*** Provided material Section Begins ***
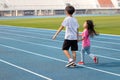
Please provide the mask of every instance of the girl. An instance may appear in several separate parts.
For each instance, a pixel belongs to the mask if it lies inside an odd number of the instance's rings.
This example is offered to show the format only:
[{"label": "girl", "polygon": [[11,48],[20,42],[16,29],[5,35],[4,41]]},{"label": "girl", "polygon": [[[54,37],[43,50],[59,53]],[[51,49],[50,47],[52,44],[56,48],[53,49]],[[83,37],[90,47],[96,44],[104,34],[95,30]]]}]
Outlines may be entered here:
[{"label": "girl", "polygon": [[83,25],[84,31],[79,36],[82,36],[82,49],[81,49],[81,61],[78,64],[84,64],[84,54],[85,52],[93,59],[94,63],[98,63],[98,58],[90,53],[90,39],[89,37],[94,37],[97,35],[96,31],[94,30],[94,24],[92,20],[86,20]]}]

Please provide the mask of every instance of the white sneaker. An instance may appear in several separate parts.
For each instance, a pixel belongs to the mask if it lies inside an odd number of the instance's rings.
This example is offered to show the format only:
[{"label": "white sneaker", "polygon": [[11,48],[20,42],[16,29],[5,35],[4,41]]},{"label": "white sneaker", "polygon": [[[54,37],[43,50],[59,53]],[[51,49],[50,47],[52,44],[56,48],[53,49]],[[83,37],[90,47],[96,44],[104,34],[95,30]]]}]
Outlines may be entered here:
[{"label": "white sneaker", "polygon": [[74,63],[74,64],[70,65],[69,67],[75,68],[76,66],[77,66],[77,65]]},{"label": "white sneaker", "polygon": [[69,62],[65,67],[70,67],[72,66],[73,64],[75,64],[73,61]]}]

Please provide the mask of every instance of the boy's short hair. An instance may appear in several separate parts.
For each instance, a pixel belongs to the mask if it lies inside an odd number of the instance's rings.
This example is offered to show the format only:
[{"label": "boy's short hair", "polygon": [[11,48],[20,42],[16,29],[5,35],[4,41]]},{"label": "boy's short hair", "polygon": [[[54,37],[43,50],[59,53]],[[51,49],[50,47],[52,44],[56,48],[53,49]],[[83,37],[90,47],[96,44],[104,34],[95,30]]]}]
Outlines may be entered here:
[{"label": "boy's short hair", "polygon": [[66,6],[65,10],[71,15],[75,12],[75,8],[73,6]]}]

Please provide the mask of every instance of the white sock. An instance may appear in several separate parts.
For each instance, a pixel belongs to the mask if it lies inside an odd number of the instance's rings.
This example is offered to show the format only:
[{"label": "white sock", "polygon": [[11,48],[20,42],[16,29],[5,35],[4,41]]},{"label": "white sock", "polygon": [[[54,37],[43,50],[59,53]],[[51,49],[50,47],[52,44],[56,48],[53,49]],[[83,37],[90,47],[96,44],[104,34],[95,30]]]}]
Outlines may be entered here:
*** Provided material Section Ends ***
--- Task to complete ---
When a line in the data contains the string "several", copy that line.

--- Exercise answer ---
Please provide the mask of every instance of the girl. An instance may appear in several separate parts.
Please provide the mask of every instance of the white sneaker. An instance may appear in several separate parts.
Please provide the mask of every instance of the boy's short hair. An instance may appear in several separate parts.
Please provide the mask of every instance of the white sock. An instance may appear in several separate parts.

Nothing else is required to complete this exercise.